**TASKS AND EXERCISES**.
A - From the foundry-site account, extract the passage starting at "Now, I have" and ending at "families and homes!".
B - Render this sentence from the foundry-site account in Spanish: "After over a half-century in this town I thought I knew the place."

It was a real eye-opener!

 

After over a half-century in this town I thought I knew the place.

 

Pig Iron is in a small park I had never heard of, in the middle of our city's most affluent neighborhood. I have driven or bicycled past it a thousand times and never seen the small sign or almost-hidden dirt access road.

 

I had casually wondered all my life why the streets in this area were all named after battlefields - Appomatox, Shiloh, etc. but had never been curious enough to find out.

 

So I look at caches in my area and see Pig Iron is at a Civil War-era iron foundry site. Huh, never heard of it.

 

My little etrex Yellow takes me to the place, where I learn that a fellow named McElwain had a foundry in Mississippi that made cannon and other implements for the war effort. Late in the War Of Northern Aggression he got word that Wilson's Raiders were headed his way to destroy his foundry as part of the North's effort to destroy the South's war infrastructure.

 

Now, an iron foundry is no small thing, but he dismantles it, including the homes of fifty employees, loads it all on wagons and sets off for a dale he had only been told about that supposedly contained an easily-accessible seam of iron ore in central Alabama, hundreds of miles away, through little-known territory with no real roads!

 

Now, I have studied history in various school environments, am a prolific reader of historical books, but sitting there in the grass looking at the remains of his hand-built rock furnace, carved out of a hillside, history came alive for me.

 

Think for a moment what moving an iron foundry by hand on carts and wagons entails, not to mention fifty families and homes!

**SUPPLIED INFORMATION**.
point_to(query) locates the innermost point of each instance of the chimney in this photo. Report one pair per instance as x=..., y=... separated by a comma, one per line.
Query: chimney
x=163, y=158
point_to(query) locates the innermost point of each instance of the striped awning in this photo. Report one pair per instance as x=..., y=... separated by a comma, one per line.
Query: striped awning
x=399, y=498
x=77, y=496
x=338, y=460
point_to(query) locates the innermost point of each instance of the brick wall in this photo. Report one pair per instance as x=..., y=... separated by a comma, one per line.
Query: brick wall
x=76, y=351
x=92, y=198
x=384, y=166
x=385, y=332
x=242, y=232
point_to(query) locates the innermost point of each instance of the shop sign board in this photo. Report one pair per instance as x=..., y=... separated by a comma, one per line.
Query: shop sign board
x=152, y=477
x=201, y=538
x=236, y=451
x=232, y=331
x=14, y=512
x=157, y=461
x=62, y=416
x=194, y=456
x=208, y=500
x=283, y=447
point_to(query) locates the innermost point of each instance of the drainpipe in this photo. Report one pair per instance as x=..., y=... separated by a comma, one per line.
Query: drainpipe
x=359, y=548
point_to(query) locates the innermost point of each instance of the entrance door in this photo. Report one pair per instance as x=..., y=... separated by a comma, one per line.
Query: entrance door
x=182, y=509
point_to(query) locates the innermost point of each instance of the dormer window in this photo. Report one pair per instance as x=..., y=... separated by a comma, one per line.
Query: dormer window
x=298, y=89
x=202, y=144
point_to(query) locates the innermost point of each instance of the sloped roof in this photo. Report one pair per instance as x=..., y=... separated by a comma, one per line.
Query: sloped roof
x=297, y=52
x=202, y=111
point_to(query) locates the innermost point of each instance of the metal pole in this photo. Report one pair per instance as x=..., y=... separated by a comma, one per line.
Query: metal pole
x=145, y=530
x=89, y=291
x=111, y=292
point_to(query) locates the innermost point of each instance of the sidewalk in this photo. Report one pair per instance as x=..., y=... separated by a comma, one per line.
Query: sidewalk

**ANSWERS BY TASK**.
A -
Now, I have studied history in various school environments, am a prolific reader of historical books, but sitting there in the grass looking at the remains of his hand-built rock furnace, carved out of a hillside, history came alive for me.

 

Think for a moment what moving an iron foundry by hand on carts and wagons entails, not to mention fifty families and homes!

B - Después de más de medio siglo en esta ciudad, creía que conocía el lugar.